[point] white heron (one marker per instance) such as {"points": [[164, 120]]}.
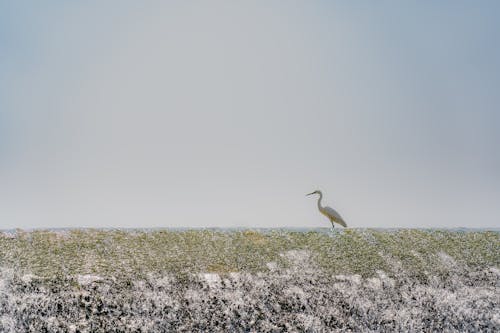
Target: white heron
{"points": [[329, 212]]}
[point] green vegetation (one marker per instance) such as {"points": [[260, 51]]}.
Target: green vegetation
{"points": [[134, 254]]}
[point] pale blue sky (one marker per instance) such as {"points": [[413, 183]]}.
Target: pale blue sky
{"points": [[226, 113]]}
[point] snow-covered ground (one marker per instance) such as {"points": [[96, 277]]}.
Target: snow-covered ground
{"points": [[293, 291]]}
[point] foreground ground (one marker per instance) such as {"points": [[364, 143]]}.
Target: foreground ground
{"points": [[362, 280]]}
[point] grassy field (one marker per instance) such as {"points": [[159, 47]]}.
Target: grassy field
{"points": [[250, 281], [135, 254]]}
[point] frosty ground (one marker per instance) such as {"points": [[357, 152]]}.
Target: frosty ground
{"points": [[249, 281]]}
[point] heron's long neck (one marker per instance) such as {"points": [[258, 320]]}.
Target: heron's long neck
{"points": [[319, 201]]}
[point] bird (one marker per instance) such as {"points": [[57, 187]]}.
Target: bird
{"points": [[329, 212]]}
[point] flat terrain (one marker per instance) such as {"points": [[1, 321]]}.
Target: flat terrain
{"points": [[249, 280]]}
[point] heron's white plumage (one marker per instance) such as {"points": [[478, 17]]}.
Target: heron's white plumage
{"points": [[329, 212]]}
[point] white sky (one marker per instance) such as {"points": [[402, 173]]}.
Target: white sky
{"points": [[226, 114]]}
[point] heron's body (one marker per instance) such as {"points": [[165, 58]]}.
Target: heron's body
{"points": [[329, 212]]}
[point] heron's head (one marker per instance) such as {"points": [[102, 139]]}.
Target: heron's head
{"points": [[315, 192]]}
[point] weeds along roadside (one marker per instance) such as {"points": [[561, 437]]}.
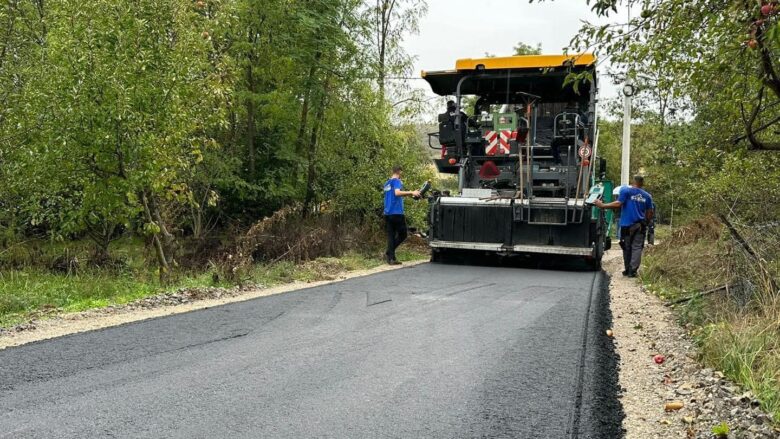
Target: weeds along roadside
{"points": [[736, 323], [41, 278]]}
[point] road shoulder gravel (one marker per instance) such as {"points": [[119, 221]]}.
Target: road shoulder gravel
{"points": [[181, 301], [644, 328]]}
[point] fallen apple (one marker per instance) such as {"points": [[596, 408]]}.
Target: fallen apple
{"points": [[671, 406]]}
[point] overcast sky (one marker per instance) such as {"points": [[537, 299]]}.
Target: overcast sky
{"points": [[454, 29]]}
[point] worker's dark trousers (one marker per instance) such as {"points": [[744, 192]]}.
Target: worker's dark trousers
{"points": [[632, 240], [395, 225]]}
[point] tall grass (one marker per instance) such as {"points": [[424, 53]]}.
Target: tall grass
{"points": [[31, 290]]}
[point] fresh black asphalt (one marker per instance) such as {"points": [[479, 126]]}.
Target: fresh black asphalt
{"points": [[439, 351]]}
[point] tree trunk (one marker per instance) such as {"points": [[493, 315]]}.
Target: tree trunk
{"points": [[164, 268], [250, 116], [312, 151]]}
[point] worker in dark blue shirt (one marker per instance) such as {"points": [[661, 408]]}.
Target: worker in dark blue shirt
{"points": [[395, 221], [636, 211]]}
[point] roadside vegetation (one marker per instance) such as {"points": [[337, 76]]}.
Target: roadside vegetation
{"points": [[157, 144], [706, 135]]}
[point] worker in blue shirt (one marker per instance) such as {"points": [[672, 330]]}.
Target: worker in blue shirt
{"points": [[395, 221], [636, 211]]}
--*--
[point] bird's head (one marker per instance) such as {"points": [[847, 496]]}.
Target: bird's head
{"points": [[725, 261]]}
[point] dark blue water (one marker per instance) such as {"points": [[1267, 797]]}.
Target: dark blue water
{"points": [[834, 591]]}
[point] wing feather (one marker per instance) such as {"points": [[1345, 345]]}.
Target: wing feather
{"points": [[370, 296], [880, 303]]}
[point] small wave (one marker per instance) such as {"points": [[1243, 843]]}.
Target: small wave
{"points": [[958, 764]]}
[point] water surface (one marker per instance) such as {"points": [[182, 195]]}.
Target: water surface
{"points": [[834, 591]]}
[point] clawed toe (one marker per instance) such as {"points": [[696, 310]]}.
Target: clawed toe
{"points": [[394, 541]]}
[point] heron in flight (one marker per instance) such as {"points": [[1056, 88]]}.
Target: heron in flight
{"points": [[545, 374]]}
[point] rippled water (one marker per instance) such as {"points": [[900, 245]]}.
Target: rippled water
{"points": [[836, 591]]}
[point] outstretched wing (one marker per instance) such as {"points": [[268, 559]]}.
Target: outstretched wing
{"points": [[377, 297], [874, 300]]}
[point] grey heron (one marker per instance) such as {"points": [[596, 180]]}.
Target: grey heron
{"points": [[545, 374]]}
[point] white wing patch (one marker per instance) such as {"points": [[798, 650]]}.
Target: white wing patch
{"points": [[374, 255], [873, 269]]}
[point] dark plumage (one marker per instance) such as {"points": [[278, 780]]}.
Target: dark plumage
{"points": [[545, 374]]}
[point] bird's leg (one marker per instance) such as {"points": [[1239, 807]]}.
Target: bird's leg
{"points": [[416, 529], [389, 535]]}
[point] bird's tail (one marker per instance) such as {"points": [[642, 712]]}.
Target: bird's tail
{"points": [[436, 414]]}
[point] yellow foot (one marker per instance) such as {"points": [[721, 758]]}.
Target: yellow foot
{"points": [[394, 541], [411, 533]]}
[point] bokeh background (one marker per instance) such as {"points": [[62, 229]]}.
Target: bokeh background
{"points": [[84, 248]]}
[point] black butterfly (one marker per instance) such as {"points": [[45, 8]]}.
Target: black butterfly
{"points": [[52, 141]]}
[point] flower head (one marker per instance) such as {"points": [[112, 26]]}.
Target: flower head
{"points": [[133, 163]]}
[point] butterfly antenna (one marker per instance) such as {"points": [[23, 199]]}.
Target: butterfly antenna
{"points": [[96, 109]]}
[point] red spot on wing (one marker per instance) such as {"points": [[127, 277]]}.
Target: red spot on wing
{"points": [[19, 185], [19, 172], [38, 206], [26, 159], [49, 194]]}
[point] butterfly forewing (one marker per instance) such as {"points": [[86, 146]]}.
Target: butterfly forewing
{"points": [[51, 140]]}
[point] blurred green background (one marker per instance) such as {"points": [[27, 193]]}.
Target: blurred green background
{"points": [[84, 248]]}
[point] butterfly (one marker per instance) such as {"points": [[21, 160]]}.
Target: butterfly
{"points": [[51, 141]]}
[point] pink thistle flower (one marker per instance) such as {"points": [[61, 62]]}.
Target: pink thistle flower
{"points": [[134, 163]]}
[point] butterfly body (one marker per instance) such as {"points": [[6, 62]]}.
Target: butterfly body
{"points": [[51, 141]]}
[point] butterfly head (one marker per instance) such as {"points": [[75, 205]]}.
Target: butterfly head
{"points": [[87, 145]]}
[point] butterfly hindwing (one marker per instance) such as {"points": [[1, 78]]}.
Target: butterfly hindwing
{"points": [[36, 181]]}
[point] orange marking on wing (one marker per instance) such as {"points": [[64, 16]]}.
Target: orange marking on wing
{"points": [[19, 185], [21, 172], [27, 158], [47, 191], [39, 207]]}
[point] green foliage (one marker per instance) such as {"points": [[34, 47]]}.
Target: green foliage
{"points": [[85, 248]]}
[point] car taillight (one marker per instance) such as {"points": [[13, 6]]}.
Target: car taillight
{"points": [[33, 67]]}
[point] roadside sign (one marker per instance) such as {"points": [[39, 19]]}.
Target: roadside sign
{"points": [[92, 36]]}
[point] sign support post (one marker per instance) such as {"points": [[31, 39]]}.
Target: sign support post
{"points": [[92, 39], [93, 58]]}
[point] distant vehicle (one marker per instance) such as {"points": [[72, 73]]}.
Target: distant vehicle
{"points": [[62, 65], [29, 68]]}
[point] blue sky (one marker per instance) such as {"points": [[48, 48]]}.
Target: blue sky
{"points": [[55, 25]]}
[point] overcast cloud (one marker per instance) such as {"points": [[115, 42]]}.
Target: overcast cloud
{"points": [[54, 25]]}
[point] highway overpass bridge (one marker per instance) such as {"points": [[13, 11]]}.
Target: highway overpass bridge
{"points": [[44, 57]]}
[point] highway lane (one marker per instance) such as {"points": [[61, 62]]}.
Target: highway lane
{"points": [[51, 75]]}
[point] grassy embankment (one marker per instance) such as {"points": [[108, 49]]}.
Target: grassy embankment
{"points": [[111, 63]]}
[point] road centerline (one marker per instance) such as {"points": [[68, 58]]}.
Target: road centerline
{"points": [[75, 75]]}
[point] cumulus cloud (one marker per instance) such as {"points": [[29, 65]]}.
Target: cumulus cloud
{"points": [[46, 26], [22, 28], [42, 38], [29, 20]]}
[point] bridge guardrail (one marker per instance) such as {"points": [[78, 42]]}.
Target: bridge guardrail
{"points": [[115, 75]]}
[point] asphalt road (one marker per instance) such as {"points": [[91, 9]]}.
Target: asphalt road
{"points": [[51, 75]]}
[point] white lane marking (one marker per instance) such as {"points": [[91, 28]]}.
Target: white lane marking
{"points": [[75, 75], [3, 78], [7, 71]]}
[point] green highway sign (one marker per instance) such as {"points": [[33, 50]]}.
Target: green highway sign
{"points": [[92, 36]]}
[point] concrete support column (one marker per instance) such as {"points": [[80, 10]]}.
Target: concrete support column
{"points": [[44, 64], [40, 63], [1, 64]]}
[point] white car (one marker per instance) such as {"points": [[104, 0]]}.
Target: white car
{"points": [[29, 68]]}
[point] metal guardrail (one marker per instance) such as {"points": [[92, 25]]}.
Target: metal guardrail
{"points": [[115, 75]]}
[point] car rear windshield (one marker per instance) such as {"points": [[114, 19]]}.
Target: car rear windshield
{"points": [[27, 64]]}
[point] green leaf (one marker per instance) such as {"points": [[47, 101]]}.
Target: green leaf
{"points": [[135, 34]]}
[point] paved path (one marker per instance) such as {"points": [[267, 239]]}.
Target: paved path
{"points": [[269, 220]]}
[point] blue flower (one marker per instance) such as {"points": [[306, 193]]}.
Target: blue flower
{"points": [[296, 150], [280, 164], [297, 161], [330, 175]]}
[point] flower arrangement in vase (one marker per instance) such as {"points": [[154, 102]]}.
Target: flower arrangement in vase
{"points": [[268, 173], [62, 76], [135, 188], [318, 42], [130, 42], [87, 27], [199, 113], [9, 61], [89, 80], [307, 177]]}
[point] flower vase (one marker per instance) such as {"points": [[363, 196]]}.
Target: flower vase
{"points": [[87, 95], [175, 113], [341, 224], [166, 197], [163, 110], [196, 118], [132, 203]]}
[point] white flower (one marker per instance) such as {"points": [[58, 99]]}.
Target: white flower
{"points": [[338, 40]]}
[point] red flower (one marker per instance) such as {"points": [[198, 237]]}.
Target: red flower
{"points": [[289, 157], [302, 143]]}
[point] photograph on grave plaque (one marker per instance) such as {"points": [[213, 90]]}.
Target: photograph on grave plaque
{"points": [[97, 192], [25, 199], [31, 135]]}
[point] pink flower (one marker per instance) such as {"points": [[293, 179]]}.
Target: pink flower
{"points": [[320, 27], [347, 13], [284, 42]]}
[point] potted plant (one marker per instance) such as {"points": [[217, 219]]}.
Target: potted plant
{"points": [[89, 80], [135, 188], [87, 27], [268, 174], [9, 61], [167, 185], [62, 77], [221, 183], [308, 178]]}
--*--
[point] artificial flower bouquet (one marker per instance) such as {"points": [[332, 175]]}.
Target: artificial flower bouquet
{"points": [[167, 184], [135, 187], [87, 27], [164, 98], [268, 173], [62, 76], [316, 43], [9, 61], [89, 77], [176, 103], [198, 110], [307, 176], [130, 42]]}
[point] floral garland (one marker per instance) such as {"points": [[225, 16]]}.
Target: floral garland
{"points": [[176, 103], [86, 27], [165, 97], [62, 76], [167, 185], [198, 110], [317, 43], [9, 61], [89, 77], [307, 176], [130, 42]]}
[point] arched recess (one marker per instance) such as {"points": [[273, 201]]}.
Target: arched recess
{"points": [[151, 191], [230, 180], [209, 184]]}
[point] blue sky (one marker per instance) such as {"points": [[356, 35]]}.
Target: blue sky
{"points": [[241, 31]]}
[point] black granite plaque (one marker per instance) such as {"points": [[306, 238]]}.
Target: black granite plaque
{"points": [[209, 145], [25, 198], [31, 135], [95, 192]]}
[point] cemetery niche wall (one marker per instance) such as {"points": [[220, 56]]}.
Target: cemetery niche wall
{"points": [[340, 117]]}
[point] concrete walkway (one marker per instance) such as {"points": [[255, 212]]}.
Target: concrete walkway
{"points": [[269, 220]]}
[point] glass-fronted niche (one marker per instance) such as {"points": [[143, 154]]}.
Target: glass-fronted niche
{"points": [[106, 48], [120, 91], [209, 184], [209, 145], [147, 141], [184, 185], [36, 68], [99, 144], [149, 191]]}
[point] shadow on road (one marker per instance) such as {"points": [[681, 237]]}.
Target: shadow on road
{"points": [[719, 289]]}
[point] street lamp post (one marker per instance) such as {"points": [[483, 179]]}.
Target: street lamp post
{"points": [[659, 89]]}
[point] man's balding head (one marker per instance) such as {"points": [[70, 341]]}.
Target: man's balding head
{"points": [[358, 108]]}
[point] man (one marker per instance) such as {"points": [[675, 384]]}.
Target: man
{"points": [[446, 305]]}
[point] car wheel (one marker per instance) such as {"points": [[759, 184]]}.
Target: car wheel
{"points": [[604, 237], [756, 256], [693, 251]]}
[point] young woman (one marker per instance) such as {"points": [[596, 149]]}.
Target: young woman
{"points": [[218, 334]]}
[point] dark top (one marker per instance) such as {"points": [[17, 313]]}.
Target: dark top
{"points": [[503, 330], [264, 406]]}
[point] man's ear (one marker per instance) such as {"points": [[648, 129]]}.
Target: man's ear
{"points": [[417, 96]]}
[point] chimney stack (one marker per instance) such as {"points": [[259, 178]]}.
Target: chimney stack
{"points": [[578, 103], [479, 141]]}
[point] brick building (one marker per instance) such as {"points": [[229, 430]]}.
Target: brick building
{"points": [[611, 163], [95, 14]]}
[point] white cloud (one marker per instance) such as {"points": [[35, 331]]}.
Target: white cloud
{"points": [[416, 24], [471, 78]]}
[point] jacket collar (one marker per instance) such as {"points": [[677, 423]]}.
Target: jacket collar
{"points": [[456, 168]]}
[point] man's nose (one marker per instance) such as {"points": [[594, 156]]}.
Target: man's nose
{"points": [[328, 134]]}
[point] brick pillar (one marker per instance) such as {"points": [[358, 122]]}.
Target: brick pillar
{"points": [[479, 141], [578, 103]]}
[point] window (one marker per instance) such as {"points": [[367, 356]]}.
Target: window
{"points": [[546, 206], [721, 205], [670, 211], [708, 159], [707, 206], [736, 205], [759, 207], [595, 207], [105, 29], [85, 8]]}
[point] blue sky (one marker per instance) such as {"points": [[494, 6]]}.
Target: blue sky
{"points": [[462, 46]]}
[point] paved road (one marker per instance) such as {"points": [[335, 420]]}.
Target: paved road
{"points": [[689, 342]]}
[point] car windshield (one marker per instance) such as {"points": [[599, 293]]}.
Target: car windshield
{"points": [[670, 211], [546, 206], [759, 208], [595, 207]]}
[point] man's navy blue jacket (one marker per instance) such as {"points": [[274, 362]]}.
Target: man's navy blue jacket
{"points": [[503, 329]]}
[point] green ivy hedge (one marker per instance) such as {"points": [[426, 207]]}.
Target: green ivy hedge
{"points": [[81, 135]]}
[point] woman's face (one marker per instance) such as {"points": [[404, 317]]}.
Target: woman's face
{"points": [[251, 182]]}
--*--
AIM OF THE EXERCISE: Count the lines in the records above that contain the string "shoulder", and give only that number.

COMPLETE ANSWER: 2